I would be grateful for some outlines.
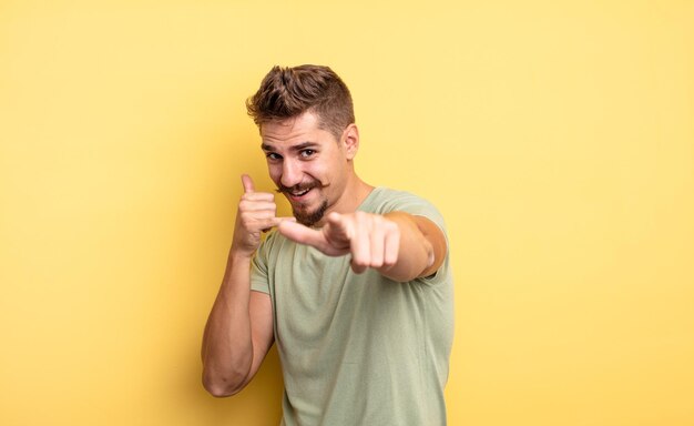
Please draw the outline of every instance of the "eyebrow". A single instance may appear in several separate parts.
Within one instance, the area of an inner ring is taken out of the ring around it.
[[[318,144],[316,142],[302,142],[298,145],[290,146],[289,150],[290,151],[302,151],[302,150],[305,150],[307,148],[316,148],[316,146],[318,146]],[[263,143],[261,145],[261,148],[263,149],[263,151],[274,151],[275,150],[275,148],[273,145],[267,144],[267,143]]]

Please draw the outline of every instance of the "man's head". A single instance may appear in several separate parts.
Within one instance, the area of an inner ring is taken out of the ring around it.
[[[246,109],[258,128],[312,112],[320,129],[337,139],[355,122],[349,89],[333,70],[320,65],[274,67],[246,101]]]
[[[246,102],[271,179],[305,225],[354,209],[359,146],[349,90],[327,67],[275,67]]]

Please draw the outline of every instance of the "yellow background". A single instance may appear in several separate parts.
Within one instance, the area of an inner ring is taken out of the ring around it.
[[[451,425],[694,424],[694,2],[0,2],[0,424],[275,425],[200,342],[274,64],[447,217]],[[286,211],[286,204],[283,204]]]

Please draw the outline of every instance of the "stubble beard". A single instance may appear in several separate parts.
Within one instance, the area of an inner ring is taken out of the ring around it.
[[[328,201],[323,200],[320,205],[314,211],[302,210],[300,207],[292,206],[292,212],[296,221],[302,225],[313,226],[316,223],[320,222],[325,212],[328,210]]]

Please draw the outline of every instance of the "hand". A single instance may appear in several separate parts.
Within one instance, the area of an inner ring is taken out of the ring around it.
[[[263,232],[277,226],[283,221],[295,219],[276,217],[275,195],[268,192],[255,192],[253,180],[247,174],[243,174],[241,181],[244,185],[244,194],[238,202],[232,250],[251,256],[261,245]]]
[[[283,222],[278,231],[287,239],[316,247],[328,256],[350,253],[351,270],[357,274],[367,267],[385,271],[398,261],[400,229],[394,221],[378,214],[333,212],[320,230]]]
* * *
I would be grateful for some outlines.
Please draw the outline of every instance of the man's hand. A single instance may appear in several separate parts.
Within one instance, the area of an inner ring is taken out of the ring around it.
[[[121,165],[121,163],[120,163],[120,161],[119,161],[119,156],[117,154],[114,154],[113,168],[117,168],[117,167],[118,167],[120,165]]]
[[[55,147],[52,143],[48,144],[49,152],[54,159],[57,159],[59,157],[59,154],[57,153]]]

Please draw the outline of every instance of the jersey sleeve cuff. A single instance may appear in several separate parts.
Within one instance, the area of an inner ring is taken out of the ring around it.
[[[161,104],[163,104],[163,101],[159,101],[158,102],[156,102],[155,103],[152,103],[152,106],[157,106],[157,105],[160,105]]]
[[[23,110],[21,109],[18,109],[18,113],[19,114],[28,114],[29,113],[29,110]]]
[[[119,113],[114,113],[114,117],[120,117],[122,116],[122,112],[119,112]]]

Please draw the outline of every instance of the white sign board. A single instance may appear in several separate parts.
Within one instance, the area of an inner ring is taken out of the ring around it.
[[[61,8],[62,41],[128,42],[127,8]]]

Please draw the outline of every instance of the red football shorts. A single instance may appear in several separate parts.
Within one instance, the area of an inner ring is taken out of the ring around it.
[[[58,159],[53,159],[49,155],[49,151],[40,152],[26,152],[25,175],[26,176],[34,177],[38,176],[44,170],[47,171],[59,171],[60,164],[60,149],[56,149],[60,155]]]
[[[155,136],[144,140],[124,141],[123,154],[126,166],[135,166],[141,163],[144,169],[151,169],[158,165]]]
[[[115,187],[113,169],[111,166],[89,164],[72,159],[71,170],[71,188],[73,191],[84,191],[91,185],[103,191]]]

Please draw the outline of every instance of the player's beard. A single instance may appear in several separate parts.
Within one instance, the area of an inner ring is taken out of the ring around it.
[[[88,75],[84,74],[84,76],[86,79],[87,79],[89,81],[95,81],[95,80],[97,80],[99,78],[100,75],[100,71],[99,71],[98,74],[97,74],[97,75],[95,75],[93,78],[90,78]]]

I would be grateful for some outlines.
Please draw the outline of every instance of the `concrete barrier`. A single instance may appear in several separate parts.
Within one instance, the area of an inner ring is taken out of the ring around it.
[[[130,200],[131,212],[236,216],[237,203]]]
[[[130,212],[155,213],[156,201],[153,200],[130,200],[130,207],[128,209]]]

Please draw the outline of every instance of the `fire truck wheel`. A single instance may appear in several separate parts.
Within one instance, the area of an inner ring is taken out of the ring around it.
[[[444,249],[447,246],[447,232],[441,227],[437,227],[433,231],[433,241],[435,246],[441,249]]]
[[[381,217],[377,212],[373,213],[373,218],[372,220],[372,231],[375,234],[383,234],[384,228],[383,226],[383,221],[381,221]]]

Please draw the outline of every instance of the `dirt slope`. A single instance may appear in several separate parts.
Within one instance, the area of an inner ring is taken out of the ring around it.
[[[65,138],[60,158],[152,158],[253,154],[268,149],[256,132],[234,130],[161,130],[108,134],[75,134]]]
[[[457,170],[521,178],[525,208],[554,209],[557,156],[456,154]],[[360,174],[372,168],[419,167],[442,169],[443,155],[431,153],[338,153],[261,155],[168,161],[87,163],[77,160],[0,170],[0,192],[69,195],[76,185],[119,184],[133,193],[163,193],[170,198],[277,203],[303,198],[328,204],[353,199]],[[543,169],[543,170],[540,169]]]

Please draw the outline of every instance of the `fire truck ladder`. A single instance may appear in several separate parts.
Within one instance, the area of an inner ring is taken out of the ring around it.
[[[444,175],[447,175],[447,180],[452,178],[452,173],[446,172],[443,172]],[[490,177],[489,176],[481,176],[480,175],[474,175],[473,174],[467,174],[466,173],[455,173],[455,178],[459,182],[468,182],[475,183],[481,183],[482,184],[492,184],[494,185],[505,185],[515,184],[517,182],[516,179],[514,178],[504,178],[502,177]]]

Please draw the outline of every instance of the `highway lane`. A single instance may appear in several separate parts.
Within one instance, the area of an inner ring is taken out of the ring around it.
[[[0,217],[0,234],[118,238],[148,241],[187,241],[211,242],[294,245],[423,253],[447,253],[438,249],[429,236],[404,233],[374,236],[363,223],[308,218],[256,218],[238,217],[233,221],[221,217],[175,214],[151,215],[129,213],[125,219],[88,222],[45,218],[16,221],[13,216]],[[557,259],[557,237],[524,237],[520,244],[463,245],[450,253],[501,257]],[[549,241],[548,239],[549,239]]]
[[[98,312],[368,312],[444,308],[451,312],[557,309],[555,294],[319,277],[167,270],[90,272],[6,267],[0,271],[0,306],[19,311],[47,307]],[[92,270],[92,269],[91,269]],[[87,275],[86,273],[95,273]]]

**Your objective:** Pick out each line of the entries above that contains the word "fire", and copy those lines.

**Response for this exercise:**
Please draw the outline of every instance of the `fire truck wheel`. A single instance may appear in several separate parts.
Please draw the outline of every instance of the `fire truck ladder`. A single instance may appear in several separate parts.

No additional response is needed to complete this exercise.